(DATA SHOWN Opens)

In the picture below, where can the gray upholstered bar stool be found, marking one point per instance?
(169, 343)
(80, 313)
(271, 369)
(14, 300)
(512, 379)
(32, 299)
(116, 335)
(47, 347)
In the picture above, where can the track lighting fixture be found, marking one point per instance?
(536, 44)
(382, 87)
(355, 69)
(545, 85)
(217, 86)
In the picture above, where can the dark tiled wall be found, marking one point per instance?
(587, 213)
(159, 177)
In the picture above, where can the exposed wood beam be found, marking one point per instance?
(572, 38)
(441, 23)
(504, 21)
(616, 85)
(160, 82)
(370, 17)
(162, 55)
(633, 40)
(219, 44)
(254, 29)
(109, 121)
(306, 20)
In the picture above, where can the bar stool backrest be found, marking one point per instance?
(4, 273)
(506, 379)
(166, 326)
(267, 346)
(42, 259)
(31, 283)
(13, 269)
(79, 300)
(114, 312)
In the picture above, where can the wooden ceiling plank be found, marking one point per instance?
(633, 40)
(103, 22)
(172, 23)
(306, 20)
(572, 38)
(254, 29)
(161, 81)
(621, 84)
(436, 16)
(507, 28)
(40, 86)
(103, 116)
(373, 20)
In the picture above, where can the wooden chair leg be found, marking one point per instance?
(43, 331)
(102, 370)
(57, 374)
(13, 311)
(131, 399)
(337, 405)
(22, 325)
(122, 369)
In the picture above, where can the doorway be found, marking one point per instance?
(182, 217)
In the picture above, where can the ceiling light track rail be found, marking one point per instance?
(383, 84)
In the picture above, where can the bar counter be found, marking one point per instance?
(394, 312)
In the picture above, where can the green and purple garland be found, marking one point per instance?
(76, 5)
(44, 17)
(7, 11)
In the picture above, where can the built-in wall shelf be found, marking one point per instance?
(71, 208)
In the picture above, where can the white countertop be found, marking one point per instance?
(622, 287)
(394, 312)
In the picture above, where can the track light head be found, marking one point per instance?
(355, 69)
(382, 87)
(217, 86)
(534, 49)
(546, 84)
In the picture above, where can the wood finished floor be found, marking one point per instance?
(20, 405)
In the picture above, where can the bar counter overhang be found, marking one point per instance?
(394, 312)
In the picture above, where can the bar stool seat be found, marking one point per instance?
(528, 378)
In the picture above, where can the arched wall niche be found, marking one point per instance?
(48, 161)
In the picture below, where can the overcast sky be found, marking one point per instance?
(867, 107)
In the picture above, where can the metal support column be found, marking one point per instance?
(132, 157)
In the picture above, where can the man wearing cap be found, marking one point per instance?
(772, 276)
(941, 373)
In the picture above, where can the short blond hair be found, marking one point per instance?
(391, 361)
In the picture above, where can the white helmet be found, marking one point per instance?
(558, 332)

(DATA SHOWN Closes)

* _REQUIREMENT_: Having read the entries, output all of them verbatim.

* _RESPONSE TO THE TASK_:
In the picture below, where can the gray upholstered bar stool be found, marking one point per instance?
(169, 343)
(80, 313)
(271, 369)
(14, 300)
(512, 379)
(32, 299)
(116, 335)
(47, 347)
In the picture above, where can the track lighting fixture be found, marking one point per instance?
(536, 44)
(382, 87)
(355, 69)
(545, 85)
(217, 86)
In the picture above, where can the dark tiled wall be found, marking one point per instance?
(587, 213)
(159, 177)
In the picture above, where can the exposed wood beam be found, marking one point per instance?
(572, 38)
(441, 23)
(504, 21)
(616, 85)
(160, 82)
(370, 17)
(162, 55)
(633, 40)
(219, 44)
(254, 29)
(109, 121)
(306, 20)
In the picture above, where can the bar stool backrest be found, marking one point per instance?
(4, 273)
(506, 379)
(166, 326)
(267, 346)
(42, 259)
(31, 283)
(13, 269)
(79, 300)
(114, 312)
In the picture above, where can the wooden ceiling plank be found, marking one point per instance?
(633, 40)
(103, 22)
(172, 23)
(306, 20)
(572, 38)
(254, 29)
(161, 81)
(621, 84)
(436, 16)
(507, 28)
(40, 86)
(103, 116)
(373, 20)
In the picture above, where can the wooden chair leg be found, marking one point per instance?
(43, 331)
(102, 370)
(57, 374)
(13, 311)
(131, 399)
(337, 405)
(22, 325)
(122, 369)
In the picture above, where can the doorway be found, marking one point per instance?
(182, 217)
In the picture above, where can the ceiling light track rail be found, marking one point per instance?
(383, 84)
In the picture above, where can the bar counter be found, marking one point per instance?
(394, 312)
In the picture above, where can the green and purple garland be found, marking one point per instance?
(76, 5)
(44, 17)
(7, 11)
In the picture above, where can the built-in wall shelf be found, marking one point per instance?
(71, 208)
In the picture above, where can the white countertop be found, marking one point per instance?
(622, 287)
(394, 312)
In the picture above, where can the track light head be found, marking one point per instance?
(355, 69)
(382, 87)
(217, 86)
(534, 49)
(546, 84)
In the picture above, where can the wood finished floor be found, marking one point per instance?
(20, 405)
In the picture above, where can the bar counter overhang be found, marking one point per instance?
(394, 312)
In the picture above, where can the bar stool seat be found, marking one point per instance?
(528, 378)
In the picture above, where can the arched wall niche be found, marking one point per instance?
(48, 161)
In the picture below, where can the overcast sky be found, marking one point per instance?
(867, 107)
In the picture above, where can the metal support column be found, marking one point per instance?
(132, 157)
In the picture above, where can the man wearing cap be found, marking one point per instance?
(772, 276)
(941, 373)
In the picture above, where can the short blond hair be found, marking one point per instance?
(391, 361)
In the picture above, where can the white helmet be found, marking one point per instance?
(558, 332)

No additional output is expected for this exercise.